**Task:** In the records below, find the line containing "can you box the bare arm for me real quick" and retype it and every line after it exactly, adding nothing.

═════ Data to examine ═════

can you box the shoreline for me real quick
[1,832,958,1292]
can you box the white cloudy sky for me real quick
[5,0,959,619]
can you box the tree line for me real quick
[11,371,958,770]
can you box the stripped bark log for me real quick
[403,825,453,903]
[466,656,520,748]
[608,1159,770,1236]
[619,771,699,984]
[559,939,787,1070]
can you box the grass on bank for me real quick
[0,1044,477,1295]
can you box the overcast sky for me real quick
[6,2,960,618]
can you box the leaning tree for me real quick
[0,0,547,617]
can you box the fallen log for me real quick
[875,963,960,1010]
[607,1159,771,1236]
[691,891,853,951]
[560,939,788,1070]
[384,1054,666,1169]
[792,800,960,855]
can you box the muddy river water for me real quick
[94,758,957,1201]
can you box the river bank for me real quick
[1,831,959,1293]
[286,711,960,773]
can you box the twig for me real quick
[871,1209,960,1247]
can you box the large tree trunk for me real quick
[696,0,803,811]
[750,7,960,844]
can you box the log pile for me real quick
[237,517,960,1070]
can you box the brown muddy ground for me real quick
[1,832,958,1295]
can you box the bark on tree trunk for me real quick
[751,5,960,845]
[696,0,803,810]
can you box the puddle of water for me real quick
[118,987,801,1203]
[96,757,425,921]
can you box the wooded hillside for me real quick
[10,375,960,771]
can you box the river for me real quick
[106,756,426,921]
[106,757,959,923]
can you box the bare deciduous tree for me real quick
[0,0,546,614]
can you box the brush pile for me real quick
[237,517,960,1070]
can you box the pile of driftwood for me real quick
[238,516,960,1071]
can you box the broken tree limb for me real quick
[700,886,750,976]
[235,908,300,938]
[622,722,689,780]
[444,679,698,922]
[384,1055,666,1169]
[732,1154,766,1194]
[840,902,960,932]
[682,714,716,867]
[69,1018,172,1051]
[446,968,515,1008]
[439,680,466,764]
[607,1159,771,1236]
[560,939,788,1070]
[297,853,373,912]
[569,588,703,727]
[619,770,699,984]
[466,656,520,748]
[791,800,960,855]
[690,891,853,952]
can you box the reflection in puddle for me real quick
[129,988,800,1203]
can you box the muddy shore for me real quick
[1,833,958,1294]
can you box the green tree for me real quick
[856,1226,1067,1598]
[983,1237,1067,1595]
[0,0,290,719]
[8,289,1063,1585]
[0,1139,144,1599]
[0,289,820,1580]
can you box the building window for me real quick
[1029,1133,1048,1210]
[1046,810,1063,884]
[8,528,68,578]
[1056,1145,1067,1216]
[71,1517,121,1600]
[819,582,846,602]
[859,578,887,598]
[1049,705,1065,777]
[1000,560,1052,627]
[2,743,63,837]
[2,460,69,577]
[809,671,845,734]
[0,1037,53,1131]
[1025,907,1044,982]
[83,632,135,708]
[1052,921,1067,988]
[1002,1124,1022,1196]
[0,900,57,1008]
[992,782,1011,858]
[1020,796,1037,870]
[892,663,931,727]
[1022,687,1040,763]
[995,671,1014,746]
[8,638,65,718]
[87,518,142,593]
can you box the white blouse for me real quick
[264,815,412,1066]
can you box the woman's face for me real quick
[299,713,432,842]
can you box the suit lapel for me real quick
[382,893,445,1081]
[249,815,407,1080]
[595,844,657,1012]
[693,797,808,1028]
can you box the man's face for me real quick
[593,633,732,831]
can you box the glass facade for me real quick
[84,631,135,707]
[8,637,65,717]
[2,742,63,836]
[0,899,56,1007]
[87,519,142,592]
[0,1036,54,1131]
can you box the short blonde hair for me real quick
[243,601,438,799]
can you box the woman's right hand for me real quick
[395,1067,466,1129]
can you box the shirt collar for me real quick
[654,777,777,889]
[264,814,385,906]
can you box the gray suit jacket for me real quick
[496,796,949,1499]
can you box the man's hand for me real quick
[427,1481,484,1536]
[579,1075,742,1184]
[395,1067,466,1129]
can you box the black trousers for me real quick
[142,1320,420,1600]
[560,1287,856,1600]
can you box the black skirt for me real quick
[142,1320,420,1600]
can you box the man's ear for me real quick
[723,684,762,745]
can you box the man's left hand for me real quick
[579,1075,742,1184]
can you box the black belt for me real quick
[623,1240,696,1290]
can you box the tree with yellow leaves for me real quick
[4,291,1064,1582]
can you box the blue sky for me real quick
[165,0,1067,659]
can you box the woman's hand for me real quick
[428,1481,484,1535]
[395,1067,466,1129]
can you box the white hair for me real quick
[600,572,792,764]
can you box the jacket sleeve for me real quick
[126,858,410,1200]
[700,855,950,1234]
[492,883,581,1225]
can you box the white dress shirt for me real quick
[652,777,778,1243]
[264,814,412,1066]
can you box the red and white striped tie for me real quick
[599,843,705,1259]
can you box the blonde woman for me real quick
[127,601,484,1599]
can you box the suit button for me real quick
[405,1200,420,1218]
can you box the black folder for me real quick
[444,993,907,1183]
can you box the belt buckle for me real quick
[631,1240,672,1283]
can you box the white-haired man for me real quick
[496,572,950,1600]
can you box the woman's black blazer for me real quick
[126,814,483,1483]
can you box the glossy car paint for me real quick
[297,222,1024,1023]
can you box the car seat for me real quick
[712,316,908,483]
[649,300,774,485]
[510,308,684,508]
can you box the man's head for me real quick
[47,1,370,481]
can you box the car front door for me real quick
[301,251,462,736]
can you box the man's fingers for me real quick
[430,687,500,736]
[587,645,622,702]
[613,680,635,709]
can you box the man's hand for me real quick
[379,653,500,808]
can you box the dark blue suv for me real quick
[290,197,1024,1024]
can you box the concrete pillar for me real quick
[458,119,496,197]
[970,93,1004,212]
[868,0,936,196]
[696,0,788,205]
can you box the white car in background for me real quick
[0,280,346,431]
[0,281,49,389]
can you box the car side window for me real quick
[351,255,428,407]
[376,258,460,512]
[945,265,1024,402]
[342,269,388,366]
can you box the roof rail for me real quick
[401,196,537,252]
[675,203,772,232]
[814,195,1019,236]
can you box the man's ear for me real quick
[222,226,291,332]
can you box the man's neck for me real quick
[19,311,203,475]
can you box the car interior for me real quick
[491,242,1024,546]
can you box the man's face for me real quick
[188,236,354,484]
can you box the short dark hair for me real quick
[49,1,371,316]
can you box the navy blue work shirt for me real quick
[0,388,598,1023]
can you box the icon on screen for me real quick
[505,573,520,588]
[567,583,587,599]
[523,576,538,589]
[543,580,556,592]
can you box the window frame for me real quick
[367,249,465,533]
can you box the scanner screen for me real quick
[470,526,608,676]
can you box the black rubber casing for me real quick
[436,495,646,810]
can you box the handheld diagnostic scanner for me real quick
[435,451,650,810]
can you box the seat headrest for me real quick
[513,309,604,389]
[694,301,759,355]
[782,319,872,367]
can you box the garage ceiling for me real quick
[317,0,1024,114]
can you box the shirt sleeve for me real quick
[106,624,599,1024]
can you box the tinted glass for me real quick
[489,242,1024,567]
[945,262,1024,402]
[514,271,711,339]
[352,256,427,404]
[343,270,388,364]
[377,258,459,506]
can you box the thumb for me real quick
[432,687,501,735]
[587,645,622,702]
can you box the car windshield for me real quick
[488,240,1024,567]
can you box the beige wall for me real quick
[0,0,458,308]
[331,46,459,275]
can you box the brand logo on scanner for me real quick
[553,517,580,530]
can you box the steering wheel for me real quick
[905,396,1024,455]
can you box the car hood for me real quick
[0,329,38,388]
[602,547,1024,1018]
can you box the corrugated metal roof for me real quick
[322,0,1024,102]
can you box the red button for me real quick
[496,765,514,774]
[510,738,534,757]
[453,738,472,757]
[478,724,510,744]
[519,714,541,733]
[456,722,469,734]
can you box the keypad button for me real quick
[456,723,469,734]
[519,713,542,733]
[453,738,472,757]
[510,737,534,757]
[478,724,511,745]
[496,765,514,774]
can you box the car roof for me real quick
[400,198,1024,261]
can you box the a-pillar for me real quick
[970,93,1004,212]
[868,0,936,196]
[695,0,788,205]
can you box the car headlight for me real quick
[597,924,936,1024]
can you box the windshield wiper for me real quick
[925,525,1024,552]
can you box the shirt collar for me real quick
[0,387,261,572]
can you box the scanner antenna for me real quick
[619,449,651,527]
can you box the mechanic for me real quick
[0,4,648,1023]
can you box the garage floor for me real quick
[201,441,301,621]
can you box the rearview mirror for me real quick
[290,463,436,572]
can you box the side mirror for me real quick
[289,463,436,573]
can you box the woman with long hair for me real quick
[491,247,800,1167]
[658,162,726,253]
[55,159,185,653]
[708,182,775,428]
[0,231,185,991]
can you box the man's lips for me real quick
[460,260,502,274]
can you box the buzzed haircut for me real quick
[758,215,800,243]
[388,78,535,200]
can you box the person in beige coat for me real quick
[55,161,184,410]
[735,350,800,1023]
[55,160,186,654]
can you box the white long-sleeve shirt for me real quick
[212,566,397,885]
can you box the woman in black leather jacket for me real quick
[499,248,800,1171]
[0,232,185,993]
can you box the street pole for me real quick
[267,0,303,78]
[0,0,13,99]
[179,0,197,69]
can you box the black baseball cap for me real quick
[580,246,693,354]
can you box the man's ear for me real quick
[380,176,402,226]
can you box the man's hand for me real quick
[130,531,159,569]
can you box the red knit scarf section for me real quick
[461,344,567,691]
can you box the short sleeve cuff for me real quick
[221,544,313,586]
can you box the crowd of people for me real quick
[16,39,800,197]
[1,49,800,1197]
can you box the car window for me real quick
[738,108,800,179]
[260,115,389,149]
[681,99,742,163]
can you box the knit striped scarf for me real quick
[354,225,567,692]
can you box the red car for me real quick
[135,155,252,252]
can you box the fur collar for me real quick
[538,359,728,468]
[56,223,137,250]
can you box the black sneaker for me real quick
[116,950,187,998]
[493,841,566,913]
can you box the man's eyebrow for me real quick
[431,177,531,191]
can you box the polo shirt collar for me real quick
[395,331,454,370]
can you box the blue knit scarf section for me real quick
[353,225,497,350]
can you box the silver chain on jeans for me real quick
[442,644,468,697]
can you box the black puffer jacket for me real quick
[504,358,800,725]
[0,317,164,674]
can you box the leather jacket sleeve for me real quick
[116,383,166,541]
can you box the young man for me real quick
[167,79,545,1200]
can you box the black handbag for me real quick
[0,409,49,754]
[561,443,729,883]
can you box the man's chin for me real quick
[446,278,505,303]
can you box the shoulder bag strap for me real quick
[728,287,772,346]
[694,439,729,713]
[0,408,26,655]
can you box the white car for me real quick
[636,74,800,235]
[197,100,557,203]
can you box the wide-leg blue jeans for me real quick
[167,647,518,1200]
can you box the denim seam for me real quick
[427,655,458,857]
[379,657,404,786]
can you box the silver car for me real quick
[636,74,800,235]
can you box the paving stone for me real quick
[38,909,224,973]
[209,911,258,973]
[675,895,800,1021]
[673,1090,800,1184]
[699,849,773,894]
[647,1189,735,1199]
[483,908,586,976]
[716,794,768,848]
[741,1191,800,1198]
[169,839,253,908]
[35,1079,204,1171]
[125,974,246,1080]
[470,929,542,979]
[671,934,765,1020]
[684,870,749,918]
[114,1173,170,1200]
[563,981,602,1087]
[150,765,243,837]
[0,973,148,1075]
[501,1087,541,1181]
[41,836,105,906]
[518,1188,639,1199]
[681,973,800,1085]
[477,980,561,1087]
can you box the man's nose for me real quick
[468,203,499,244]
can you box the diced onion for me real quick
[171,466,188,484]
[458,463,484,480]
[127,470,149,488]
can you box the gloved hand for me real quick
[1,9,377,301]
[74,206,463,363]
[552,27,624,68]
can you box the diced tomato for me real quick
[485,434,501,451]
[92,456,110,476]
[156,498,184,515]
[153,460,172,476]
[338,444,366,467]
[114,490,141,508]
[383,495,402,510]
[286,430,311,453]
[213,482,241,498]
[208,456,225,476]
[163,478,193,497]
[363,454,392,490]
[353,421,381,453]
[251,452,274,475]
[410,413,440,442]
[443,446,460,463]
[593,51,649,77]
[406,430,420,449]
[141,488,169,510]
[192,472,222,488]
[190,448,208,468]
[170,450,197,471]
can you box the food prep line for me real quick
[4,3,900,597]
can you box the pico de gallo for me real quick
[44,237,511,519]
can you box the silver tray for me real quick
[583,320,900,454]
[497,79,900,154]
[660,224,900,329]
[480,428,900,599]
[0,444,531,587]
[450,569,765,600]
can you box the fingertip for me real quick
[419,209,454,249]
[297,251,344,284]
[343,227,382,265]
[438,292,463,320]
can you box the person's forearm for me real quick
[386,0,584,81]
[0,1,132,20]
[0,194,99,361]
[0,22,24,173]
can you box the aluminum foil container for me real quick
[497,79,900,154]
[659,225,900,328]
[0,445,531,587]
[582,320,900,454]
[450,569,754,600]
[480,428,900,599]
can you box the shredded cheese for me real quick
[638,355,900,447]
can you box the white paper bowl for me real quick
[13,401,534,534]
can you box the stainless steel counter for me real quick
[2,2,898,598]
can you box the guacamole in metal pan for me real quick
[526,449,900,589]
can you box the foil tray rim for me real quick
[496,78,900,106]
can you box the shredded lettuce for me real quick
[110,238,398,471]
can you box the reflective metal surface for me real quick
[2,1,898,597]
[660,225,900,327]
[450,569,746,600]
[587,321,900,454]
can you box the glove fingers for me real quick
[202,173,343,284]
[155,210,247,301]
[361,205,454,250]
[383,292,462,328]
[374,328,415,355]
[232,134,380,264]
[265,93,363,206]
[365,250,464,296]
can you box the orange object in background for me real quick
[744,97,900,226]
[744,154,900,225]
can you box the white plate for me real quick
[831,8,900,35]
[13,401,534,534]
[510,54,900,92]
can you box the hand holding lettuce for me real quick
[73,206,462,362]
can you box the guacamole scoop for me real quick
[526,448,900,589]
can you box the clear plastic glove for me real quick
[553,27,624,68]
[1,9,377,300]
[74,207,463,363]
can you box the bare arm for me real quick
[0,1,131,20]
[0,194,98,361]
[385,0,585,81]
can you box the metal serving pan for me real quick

═════

**Written answer:**
can you box the bare arm for me real quick
[0,1,131,20]
[0,194,98,361]
[385,0,585,81]
can you box the metal serving pan for me real quick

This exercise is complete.